== TRECHO PARA LEITURA ==

As provas coligidas aos autos demonstram, com a certeza necessária, que a apelante fez uso indevido do logotipo da ANVISA, ao preencher o documento de fl. 28, em que foram apontadas supostas irregularidades no estabelecimento denominado Paneteria ZN, e entregá-lo aos responsáveis, fazendo-os crer que se tratava de uma inspeção da vigilância sanitária, ainda que executada por uma empresa de consultoria privada, em parceria.
As testemunhas foram firmes e uníssonas ao afirmarem que a ré esteve na Paneteria ZN e disse estar atuando pela empresa "Projeto Controle" a serviço da ANVISA, e que realizaria uma inspeção naquele estabelecimento comercial a fim de verificar a adequação dos rótulos dos alimentos. A prova documental demonstra que a apelante preencheu um "auto de inspeção" (fl. 28), em que foram descritas supostas irregularidades. Em seguida, a denunciada ofereceu o serviço de consultoria para adequação daqueles apontamentos, que custaria R$4.000,00. Além disso, segundo as declarações prestadas pela testemunha Michelle (tanto na fase inquisitorial como em juízo), a ré afirmou que, caso essas irregularidades não fossem sanadas em determinado prazo, seria aplicada multa ao estabelecimento.

===
== DADOS FORNECIDOS ==

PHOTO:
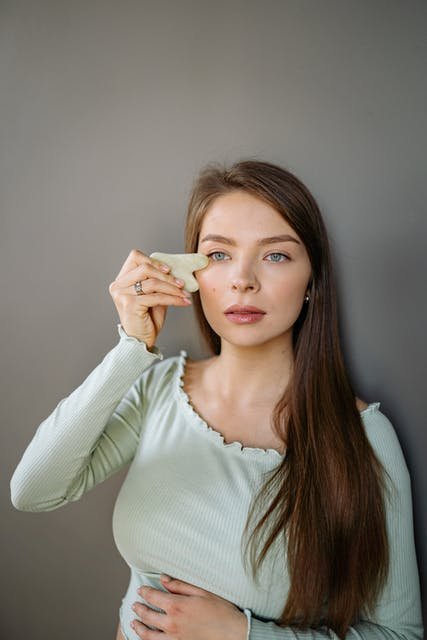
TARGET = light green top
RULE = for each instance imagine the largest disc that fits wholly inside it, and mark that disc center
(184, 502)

===
== DADOS FORNECIDOS ==

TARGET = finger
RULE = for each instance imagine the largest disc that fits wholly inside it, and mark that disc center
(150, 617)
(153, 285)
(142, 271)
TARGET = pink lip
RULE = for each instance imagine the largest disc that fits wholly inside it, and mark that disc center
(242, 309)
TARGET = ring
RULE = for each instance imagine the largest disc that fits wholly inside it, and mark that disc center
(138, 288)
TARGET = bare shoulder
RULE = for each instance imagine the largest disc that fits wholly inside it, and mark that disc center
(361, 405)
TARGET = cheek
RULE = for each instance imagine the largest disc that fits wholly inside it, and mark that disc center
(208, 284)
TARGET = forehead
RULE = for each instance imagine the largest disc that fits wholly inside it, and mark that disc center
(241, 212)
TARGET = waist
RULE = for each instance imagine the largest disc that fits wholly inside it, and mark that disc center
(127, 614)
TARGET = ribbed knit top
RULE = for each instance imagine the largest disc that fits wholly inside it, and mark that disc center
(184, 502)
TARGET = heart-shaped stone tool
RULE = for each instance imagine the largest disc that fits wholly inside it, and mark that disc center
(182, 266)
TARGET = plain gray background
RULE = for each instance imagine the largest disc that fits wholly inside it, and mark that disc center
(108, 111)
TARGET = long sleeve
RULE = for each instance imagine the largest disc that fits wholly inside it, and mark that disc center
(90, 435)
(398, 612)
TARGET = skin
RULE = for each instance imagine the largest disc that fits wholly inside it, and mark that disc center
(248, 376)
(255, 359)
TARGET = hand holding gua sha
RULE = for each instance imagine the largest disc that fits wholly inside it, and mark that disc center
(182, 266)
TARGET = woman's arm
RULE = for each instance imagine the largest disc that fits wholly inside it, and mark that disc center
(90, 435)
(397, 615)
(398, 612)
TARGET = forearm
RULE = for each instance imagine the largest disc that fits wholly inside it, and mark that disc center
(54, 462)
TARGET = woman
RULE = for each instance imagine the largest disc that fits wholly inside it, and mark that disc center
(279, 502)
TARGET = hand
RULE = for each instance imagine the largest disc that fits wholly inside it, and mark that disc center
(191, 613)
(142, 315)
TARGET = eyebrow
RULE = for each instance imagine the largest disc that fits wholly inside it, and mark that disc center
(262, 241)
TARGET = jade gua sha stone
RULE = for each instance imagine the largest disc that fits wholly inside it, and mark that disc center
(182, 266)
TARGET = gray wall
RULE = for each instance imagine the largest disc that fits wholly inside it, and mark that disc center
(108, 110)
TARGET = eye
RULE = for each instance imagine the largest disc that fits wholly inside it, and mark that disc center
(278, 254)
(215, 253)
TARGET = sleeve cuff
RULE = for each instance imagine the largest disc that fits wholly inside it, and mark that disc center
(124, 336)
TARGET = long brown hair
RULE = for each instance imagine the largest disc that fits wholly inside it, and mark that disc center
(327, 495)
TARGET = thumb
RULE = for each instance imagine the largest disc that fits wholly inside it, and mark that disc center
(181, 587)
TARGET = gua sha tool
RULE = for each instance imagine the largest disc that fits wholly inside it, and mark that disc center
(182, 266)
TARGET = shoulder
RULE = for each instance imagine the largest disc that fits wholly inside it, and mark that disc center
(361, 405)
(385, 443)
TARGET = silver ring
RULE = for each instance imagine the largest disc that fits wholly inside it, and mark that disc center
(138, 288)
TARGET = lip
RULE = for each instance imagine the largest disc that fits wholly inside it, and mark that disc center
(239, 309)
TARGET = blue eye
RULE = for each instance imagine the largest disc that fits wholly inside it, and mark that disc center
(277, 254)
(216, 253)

===
== DADOS FORNECIDOS ==

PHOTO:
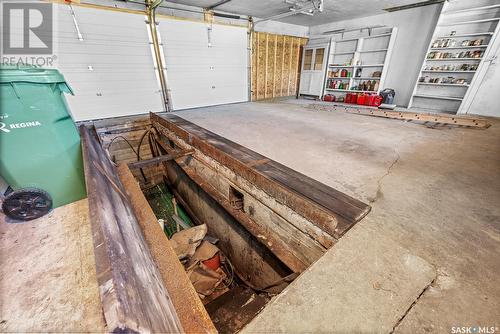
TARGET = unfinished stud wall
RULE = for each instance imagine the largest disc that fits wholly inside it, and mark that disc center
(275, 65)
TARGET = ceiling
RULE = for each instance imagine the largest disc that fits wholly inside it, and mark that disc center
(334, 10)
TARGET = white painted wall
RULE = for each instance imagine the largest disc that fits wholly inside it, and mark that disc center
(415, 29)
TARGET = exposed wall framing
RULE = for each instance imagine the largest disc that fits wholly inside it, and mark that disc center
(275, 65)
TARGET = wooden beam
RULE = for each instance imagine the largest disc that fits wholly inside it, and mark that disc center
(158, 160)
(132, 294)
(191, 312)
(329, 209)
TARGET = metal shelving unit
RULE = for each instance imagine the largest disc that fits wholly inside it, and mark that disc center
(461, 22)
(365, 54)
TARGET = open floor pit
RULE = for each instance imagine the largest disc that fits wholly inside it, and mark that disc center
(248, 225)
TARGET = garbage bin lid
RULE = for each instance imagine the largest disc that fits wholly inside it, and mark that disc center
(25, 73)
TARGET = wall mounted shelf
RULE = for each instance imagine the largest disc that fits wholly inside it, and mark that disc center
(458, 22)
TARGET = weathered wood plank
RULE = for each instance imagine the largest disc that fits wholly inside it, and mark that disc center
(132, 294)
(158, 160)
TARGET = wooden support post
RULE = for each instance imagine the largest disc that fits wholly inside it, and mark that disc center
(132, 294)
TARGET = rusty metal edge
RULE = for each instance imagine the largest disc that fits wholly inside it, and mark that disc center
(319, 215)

===

* _QUESTÃO CURTA 1_
Com base no trecho para leitura, explique em até três frases por que o preenchimento e a entrega do documento de fl. 28 configuram uso indevido do logotipo da ANVISA.
* _QUESTÃO CURTA 2_
Liste todas as afirmações que, segundo o trecho para leitura, a ré fez aos responsáveis pela Paneteria ZN.
* _QUESTÃO CURTA 3_
De acordo com o trecho para leitura, quanto custaria o serviço de consultoria oferecido pela denunciada?
O material não deve ser usado nesta atividade.

* _RESOLUÇÃO DO EXERCÍCIO 1_
A apelante usou o logotipo da ANVISA ao preencher o documento de fl. 28, que apontava supostas irregularidades na Paneteria ZN. Ao entregá-lo aos responsáveis, ela os fez crer que se tratava de uma inspeção da vigilância sanitária, ainda que executada em parceria por uma empresa de consultoria privada.

* _RESOLUÇÃO DO EXERCÍCIO 2_
- Disse estar atuando pela empresa "Projeto Controle" a serviço da ANVISA.
- Disse que realizaria uma inspeção no estabelecimento para verificar a adequação dos rótulos dos alimentos.
- Afirmou que, se as irregularidades não fossem sanadas em determinado prazo, seria aplicada multa ao estabelecimento.

* _RESOLUÇÃO DO EXERCÍCIO 3_
R$4.000,00.